++++ Entries provided

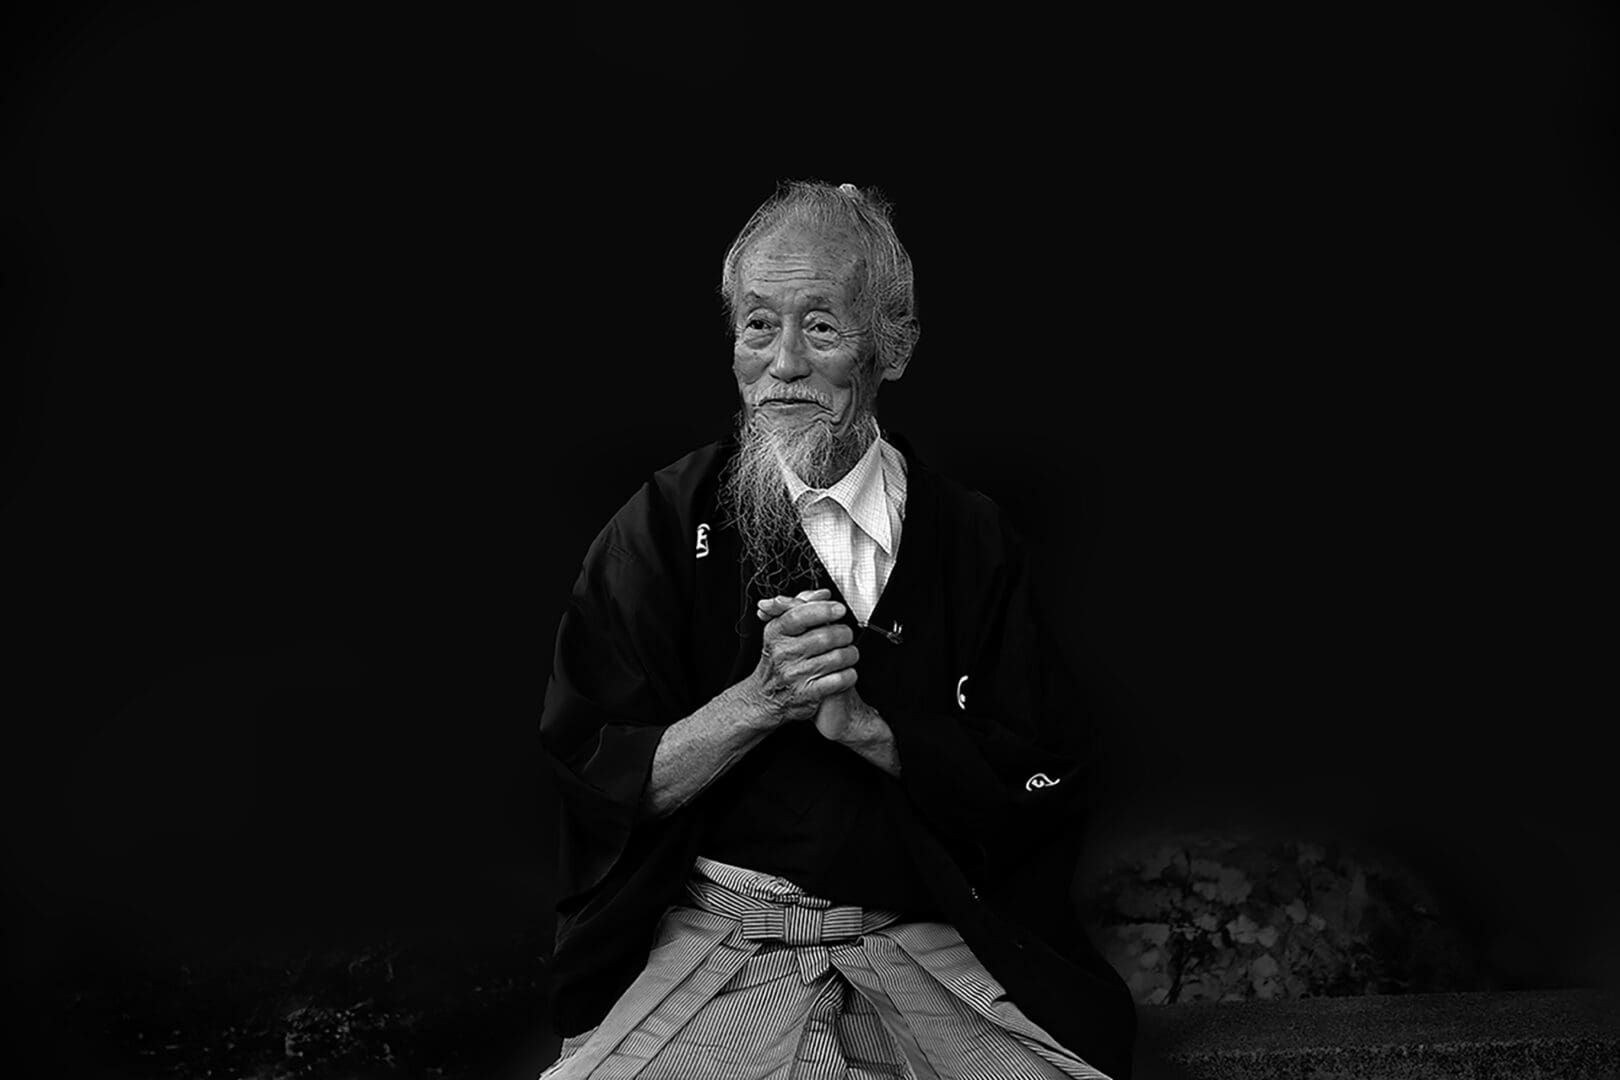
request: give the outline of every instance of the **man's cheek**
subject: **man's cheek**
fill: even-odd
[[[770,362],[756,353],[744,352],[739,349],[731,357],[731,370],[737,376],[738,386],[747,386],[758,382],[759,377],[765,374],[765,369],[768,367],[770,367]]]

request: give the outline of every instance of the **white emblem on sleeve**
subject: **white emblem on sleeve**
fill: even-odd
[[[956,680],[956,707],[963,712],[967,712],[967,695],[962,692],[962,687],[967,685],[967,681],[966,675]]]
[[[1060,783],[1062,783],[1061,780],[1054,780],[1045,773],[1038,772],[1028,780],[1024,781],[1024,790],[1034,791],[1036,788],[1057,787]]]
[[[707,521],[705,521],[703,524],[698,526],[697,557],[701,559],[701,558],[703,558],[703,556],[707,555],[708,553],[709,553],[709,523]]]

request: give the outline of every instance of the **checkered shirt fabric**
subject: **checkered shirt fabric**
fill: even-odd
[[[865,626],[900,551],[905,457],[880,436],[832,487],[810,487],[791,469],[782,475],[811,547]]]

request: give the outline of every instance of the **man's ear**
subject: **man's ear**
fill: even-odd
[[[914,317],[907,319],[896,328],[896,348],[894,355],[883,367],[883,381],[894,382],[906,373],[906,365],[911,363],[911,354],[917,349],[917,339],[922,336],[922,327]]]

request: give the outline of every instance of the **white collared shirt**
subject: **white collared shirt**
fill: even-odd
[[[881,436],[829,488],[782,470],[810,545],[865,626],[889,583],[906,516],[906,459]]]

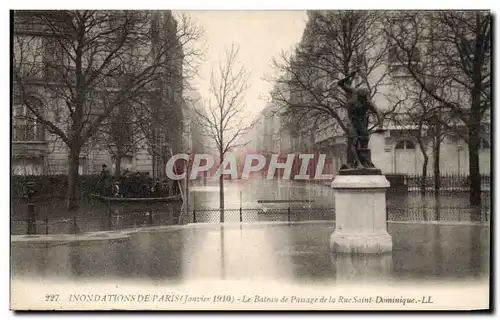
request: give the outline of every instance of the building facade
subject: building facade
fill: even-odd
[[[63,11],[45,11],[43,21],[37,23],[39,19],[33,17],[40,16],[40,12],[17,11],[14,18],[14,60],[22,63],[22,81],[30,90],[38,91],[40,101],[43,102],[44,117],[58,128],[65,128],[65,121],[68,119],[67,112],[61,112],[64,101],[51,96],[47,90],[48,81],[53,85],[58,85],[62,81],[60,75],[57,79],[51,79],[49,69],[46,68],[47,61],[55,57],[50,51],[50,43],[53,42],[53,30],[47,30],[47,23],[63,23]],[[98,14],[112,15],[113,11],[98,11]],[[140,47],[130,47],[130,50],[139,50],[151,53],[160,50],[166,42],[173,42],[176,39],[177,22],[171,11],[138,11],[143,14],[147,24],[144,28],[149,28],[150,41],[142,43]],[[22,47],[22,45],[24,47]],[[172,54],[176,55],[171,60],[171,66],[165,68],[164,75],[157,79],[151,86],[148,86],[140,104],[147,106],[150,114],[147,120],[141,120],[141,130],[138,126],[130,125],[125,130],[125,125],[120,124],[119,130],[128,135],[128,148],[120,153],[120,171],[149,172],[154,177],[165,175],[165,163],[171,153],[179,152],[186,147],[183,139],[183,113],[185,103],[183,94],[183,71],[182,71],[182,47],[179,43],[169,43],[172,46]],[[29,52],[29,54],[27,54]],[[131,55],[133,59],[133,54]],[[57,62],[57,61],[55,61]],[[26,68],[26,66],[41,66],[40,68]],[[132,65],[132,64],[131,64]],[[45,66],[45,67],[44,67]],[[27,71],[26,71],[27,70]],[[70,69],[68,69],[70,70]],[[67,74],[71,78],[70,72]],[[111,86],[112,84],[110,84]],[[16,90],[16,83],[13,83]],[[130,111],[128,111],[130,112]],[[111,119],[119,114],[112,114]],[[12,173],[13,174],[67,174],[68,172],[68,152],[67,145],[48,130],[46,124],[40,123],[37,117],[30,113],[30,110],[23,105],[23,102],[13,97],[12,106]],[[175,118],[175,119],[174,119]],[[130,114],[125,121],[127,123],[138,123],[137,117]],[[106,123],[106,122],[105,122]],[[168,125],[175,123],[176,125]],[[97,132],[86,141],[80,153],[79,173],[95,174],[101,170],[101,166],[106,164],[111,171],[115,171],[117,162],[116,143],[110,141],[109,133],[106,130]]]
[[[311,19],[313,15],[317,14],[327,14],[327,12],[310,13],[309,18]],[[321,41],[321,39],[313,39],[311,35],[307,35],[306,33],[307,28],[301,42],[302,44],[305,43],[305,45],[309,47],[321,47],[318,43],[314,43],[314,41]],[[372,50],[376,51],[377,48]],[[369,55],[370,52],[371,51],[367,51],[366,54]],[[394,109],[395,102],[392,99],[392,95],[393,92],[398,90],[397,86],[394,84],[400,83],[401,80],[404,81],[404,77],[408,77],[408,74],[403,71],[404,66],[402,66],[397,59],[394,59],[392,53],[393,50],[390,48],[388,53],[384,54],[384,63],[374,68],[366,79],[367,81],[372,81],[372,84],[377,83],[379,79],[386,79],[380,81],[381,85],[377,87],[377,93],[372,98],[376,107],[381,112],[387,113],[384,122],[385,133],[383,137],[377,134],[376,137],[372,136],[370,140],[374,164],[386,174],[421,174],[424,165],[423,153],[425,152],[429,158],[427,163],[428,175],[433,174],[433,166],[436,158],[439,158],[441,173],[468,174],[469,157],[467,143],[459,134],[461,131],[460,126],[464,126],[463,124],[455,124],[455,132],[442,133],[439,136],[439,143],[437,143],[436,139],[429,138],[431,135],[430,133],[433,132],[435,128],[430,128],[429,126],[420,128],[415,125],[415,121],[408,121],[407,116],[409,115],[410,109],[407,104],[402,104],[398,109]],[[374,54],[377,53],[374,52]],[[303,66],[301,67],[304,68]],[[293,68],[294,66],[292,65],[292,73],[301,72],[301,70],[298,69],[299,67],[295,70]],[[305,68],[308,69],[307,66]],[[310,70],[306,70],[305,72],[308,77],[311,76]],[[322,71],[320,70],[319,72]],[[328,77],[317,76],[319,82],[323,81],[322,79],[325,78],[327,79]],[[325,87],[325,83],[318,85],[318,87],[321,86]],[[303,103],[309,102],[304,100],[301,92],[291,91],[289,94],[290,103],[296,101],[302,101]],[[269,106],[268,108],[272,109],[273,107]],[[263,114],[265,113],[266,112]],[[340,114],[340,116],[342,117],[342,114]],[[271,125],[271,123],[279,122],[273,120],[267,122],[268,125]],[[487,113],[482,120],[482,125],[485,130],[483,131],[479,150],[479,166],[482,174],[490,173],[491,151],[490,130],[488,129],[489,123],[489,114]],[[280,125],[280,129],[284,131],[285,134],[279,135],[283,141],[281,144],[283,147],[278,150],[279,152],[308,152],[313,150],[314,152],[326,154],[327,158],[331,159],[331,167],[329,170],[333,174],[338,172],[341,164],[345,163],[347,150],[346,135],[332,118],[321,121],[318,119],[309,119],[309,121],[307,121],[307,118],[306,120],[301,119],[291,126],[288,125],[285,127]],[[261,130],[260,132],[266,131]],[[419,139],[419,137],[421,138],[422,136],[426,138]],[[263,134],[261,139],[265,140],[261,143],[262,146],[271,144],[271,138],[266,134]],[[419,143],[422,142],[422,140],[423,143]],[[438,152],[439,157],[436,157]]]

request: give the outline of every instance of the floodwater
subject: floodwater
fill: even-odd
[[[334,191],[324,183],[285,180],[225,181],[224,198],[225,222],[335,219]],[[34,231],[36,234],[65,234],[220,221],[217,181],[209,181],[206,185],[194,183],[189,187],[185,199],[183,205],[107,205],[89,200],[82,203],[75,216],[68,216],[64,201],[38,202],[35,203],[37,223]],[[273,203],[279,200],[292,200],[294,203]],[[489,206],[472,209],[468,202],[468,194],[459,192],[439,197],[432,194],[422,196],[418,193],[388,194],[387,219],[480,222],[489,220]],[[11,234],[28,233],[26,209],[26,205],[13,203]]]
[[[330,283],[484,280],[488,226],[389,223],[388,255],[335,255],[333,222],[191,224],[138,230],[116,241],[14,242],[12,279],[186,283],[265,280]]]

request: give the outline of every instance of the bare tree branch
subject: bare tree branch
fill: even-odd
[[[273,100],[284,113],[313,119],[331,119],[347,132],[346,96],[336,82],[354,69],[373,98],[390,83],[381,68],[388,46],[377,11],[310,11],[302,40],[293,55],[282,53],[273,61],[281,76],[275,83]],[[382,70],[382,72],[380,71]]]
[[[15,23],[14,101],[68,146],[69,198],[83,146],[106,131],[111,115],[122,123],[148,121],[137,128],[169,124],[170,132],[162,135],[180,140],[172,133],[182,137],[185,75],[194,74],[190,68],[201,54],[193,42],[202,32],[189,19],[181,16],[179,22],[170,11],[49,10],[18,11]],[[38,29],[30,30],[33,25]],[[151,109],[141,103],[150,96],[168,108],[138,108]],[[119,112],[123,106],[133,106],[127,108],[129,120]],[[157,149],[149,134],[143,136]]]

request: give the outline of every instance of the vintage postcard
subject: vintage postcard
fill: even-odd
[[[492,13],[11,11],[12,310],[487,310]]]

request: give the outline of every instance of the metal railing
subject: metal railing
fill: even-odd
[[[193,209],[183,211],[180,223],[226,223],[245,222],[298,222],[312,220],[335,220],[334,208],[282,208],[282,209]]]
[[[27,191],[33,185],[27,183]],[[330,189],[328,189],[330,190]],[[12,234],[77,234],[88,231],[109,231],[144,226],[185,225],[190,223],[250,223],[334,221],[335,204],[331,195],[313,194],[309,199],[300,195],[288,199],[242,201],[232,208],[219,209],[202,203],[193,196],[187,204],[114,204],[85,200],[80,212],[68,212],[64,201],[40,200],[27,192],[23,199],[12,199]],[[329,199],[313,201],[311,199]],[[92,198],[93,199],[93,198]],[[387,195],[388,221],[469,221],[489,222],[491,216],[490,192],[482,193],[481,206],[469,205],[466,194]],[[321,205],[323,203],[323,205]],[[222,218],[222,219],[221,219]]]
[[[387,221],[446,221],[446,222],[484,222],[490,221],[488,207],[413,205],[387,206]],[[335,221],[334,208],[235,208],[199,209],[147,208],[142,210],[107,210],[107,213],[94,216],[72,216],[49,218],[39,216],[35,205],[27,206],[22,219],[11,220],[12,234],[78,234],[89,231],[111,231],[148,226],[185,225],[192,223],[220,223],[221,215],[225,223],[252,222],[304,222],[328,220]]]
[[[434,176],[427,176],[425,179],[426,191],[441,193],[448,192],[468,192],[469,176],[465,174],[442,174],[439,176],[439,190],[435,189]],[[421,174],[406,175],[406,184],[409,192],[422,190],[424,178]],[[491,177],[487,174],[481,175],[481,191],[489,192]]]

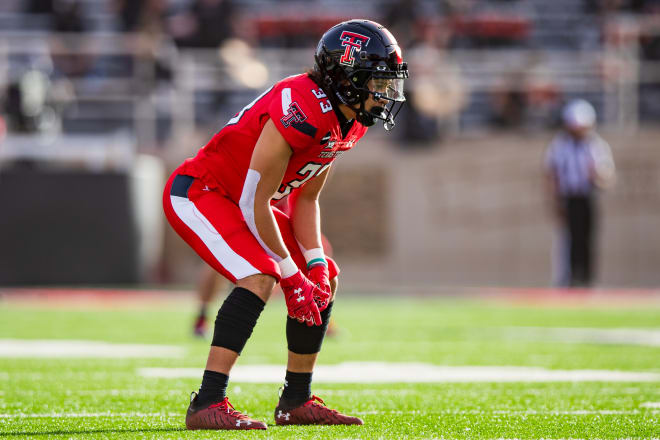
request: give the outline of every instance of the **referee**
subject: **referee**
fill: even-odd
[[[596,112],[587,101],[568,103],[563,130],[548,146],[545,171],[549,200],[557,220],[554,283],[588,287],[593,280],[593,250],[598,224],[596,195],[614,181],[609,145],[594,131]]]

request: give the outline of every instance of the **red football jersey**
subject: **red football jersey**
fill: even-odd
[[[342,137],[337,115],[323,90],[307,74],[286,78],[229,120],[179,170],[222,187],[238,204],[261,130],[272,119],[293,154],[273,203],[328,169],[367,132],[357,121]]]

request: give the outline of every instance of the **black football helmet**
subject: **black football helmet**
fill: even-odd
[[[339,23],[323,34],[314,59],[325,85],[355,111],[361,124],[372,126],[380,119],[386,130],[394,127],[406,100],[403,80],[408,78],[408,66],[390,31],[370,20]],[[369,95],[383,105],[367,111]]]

++++++++

— Work request —
The response must contain each line above that holds the string "railing".

— Result below —
request: give the outline of every instance of the metal railing
subject: metal railing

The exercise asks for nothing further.